** Start of Supplied entries **

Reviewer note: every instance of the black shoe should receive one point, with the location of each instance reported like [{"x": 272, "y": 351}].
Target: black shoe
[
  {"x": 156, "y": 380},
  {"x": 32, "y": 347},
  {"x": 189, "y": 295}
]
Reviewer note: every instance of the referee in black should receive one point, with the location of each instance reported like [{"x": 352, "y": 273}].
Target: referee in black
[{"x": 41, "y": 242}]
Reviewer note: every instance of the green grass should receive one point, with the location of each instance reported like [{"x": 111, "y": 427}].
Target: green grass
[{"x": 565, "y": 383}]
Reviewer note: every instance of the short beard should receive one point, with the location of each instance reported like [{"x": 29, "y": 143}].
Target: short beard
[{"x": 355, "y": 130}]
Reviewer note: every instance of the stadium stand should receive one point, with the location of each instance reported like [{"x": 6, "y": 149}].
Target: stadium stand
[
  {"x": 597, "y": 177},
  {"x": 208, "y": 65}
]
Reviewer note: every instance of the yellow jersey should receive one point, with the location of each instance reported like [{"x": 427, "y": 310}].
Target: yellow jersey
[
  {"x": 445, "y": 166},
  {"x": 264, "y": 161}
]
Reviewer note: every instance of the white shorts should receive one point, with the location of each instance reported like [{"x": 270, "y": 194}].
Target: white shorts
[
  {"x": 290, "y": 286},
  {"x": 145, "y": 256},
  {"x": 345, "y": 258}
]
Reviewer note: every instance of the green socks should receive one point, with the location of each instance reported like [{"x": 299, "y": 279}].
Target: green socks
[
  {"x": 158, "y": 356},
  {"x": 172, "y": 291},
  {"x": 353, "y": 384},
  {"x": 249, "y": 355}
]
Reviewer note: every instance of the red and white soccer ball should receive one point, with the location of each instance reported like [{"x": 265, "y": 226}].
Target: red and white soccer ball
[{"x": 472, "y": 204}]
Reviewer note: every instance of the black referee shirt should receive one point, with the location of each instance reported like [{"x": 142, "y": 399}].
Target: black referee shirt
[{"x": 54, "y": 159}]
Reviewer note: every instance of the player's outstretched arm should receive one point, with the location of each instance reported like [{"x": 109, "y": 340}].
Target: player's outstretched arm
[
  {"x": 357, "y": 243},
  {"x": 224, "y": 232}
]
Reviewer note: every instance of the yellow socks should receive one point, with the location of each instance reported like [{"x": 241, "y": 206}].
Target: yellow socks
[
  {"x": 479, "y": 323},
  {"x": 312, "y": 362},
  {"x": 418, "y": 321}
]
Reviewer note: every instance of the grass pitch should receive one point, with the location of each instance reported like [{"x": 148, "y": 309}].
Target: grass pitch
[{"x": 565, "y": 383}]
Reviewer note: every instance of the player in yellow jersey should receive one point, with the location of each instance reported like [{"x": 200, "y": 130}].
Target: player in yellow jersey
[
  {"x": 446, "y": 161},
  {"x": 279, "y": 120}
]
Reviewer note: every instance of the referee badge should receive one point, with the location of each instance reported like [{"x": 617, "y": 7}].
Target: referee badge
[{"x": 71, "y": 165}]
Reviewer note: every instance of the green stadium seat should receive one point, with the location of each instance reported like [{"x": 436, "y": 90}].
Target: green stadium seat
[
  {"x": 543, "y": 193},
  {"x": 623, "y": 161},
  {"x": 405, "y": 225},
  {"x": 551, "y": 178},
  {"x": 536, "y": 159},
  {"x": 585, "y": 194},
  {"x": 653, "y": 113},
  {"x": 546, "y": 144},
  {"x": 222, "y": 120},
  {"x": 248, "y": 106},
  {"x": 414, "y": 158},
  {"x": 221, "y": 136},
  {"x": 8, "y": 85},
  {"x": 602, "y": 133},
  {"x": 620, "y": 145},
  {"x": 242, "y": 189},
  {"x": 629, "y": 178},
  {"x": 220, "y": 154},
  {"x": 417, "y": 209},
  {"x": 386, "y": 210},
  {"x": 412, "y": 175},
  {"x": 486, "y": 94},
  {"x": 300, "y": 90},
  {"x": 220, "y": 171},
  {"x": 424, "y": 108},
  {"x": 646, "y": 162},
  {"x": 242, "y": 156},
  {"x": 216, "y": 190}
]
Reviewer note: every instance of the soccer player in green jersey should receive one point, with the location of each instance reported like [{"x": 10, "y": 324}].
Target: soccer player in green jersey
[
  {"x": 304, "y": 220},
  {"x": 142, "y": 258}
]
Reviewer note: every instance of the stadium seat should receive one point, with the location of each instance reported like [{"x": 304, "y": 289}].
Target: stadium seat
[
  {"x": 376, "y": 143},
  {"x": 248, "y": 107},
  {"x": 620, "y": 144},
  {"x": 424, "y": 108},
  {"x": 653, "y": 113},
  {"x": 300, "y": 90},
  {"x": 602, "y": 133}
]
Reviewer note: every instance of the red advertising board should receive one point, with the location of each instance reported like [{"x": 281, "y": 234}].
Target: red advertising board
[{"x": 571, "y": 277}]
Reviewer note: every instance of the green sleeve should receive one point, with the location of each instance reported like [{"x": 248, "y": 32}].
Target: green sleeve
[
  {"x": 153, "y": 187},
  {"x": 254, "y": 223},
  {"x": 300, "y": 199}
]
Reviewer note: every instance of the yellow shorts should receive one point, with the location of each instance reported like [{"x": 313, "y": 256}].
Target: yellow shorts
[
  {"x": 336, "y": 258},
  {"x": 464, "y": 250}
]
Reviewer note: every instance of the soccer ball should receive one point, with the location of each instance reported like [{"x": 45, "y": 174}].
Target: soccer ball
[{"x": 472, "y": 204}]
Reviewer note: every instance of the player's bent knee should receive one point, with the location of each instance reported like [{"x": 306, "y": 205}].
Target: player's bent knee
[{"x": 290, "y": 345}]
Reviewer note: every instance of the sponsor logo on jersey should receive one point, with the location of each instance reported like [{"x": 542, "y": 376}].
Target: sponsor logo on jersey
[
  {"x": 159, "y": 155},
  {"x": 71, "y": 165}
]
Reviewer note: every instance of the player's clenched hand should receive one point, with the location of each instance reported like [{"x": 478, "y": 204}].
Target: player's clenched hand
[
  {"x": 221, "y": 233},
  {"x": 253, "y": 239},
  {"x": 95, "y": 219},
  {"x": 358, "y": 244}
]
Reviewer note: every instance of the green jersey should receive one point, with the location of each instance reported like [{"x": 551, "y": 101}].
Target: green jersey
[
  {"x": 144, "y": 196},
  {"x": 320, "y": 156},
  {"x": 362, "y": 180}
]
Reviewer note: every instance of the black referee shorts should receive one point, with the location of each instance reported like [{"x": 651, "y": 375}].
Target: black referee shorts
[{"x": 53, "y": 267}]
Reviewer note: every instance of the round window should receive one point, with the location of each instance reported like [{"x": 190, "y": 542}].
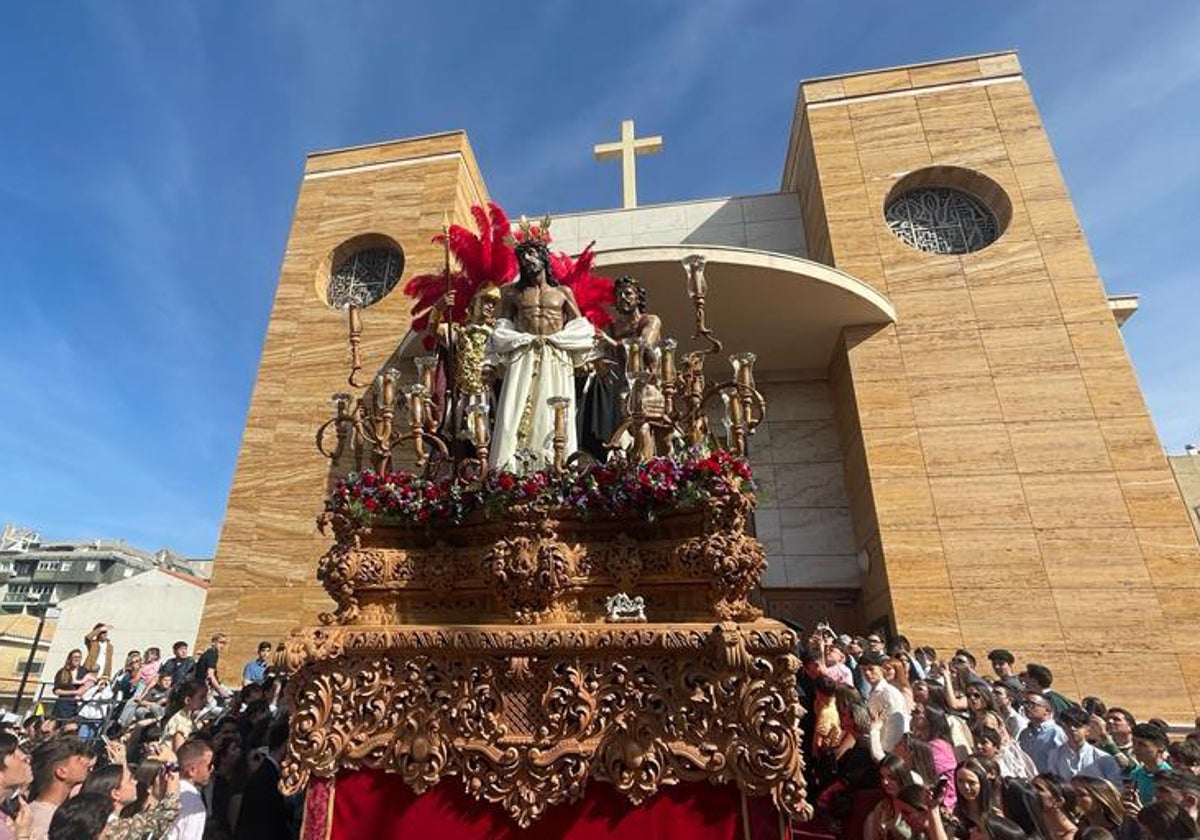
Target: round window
[
  {"x": 941, "y": 220},
  {"x": 365, "y": 276}
]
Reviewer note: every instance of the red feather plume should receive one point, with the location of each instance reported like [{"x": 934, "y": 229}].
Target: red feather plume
[
  {"x": 483, "y": 258},
  {"x": 593, "y": 293}
]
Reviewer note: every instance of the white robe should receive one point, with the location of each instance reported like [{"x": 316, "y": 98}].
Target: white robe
[{"x": 537, "y": 369}]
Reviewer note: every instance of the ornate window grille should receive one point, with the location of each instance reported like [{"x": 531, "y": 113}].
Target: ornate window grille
[
  {"x": 365, "y": 277},
  {"x": 941, "y": 220}
]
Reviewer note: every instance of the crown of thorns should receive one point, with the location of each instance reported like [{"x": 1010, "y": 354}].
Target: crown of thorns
[{"x": 529, "y": 232}]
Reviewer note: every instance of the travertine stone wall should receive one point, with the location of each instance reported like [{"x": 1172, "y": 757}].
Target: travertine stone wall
[
  {"x": 1187, "y": 475},
  {"x": 1002, "y": 468},
  {"x": 803, "y": 515},
  {"x": 264, "y": 576}
]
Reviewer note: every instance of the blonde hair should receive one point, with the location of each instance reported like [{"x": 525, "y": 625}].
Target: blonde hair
[{"x": 900, "y": 673}]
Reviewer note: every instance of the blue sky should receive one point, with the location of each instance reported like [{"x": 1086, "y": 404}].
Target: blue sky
[{"x": 150, "y": 156}]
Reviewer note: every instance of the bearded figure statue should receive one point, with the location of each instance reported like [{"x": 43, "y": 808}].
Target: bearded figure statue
[
  {"x": 603, "y": 402},
  {"x": 540, "y": 337}
]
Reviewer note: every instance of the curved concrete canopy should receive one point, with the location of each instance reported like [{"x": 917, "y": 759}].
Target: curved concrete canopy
[{"x": 787, "y": 310}]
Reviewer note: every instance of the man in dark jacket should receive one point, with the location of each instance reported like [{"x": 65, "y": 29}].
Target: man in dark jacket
[{"x": 264, "y": 811}]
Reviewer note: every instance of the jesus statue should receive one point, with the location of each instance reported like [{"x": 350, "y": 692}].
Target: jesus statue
[{"x": 540, "y": 337}]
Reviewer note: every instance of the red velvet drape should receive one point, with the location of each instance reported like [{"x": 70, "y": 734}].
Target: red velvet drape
[{"x": 373, "y": 805}]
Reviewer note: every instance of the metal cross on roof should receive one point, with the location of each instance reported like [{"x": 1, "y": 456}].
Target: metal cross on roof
[{"x": 627, "y": 149}]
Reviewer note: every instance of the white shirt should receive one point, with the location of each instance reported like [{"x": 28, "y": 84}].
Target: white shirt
[
  {"x": 190, "y": 822},
  {"x": 888, "y": 703}
]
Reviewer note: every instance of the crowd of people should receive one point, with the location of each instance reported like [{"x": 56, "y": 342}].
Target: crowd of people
[
  {"x": 900, "y": 744},
  {"x": 903, "y": 744},
  {"x": 161, "y": 749}
]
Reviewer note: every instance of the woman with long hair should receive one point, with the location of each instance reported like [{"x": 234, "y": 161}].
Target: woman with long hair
[
  {"x": 931, "y": 732},
  {"x": 883, "y": 822},
  {"x": 996, "y": 827},
  {"x": 1165, "y": 821},
  {"x": 981, "y": 701},
  {"x": 1023, "y": 805},
  {"x": 180, "y": 715},
  {"x": 118, "y": 784},
  {"x": 897, "y": 673},
  {"x": 1098, "y": 804},
  {"x": 70, "y": 682},
  {"x": 147, "y": 777},
  {"x": 975, "y": 795},
  {"x": 919, "y": 811},
  {"x": 126, "y": 683},
  {"x": 1057, "y": 807},
  {"x": 993, "y": 742}
]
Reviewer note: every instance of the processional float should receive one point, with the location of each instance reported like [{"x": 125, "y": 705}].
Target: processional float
[{"x": 527, "y": 635}]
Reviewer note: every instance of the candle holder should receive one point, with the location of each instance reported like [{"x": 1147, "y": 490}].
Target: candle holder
[
  {"x": 354, "y": 318},
  {"x": 559, "y": 406}
]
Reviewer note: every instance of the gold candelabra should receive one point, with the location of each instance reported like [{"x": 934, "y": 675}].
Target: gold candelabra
[{"x": 666, "y": 406}]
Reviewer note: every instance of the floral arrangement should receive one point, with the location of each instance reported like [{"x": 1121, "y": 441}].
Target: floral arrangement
[{"x": 648, "y": 489}]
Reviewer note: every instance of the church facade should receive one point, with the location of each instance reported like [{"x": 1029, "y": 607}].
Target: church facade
[{"x": 957, "y": 447}]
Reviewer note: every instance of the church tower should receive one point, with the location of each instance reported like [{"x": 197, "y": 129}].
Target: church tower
[
  {"x": 364, "y": 217},
  {"x": 1007, "y": 484},
  {"x": 958, "y": 448}
]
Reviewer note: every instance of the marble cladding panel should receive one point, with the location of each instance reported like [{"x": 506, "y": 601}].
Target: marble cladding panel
[
  {"x": 1039, "y": 502},
  {"x": 264, "y": 573},
  {"x": 803, "y": 516}
]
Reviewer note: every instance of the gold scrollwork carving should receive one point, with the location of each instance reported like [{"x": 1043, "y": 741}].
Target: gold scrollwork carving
[{"x": 635, "y": 707}]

** End of Supplied entries **

=== Aim ===
Starting at the line that contains "Reviewer note: every instance of the gold candelabra" and continuing through the end of the records, write out only those lines again, replacing "Reviewer note" with "Annotator note" wherever it occurs and leaving everything else unchanged.

=== Answer to the exercise ===
Annotator note: every instance of the gold candelabra should receive one point, with the location of each instance reported like [{"x": 934, "y": 675}].
Target: gold candelabra
[{"x": 666, "y": 406}]
Annotator note: every instance of the floral arrangement should receive one point, with the location of each instance reported like [{"x": 1121, "y": 441}].
Target: floral arrangement
[{"x": 648, "y": 489}]
Annotator note: every instance of the church facade should receive one point, with the location of each instance reported like [{"x": 1029, "y": 607}].
Target: church facade
[{"x": 957, "y": 447}]
Annotator note: every instance of the church tower should receive one point, with the location of each instance reported like [{"x": 197, "y": 129}].
Target: church tower
[
  {"x": 364, "y": 217},
  {"x": 1007, "y": 484},
  {"x": 958, "y": 448}
]
Annotator note: every instance of the marble cladding panel should receive one point, with the location of each instance reported like [{"x": 506, "y": 601}].
Target: marble cladding panel
[
  {"x": 1039, "y": 502},
  {"x": 264, "y": 573},
  {"x": 803, "y": 516}
]
Annotator note: every instance of the gold scrollwork carving should receive one point, with the location of each instance reported like [{"x": 1043, "y": 741}].
Target: gold scrollwork carving
[{"x": 635, "y": 707}]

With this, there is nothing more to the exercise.